Passage shown
Sword-and-sorcery fiction is heavily related with epic heavy metal. Robert E. Howard and Michael Moorcock are two of the first names a heavy metal fan might have in mind mainly because of characters like Conan the Barbarian and Elric of Melniboné, and their saga as told in songs of bands like Domine (“The Chronicles of the Black Sword”, “The Aquilonia Suite”), DoomSword (“Return to Imrryr”), Apollo Ra (“Bane of the Black Sword”), Ironsword (“Cimmeria”) and many more. But sword-and-sorcery fiction is much more and what’s more interesting is when heavy metal musicians create their own stories.
Jason Tarpey of Eternal Champion recently released his first book The Godblade through DMR Books, at the same time the new Eternal Champion album Ravening Iron was also released! DMR Books publishes fantasy, horror, and adventure fiction in the traditions of Robert E. Howard, Clark Ashton Smith, H.P. Lovecraft, and other classic writers of the pulp era. When DMR Books started, they had this crazy idea of releasing an anthology of fantasy fiction including stories written by heavy metal musicians. Soon enough, more books followed and now we have the chance to talk with Dave Ritzlin of DMR Books about this story.
When did you start DMR Books and what was the main idea and goal behind it?

Entries from a dataset
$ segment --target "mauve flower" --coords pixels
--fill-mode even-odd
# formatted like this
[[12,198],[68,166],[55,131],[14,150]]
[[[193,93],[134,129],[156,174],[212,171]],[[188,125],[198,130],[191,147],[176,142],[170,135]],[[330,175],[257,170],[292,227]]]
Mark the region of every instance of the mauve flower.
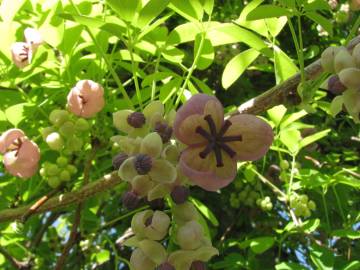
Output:
[[1,135],[0,152],[4,154],[4,166],[11,175],[28,178],[36,173],[39,148],[20,129],[10,129]]
[[77,116],[90,118],[105,105],[104,89],[91,80],[81,80],[67,96],[69,110]]
[[196,185],[208,191],[227,186],[236,176],[237,161],[253,161],[268,151],[273,132],[260,118],[240,114],[224,120],[219,100],[197,94],[177,112],[175,137],[188,147],[180,168]]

Prompt 1
Based on the passage on metal and sword-and-sorcery, mark each statement yes or no and quote the words that decide it: (a) The Godblade is Jason Tarpey's first book. (b) Ravening Iron is a book published by DMR Books. (c) DoomSword has a song called "Return to Imrryr".
Prompt 2
List every band named in the passage on metal and sword-and-sorcery.
Prompt 3
According to the passage on metal and sword-and-sorcery, what kinds of fiction does DMR Books publish?

Answer 1
(a) Yes: "Jason Tarpey of Eternal Champion recently released his first book The Godblade through DMR Books"
(b) No: "the new Eternal Champion album Ravening Iron was also released"
(c) Yes: "DoomSword (“Return to Imrryr”)"

Answer 2
Domine, DoomSword, Apollo Ra, Ironsword, Eternal Champion

Answer 3
Fantasy, horror, and adventure fiction.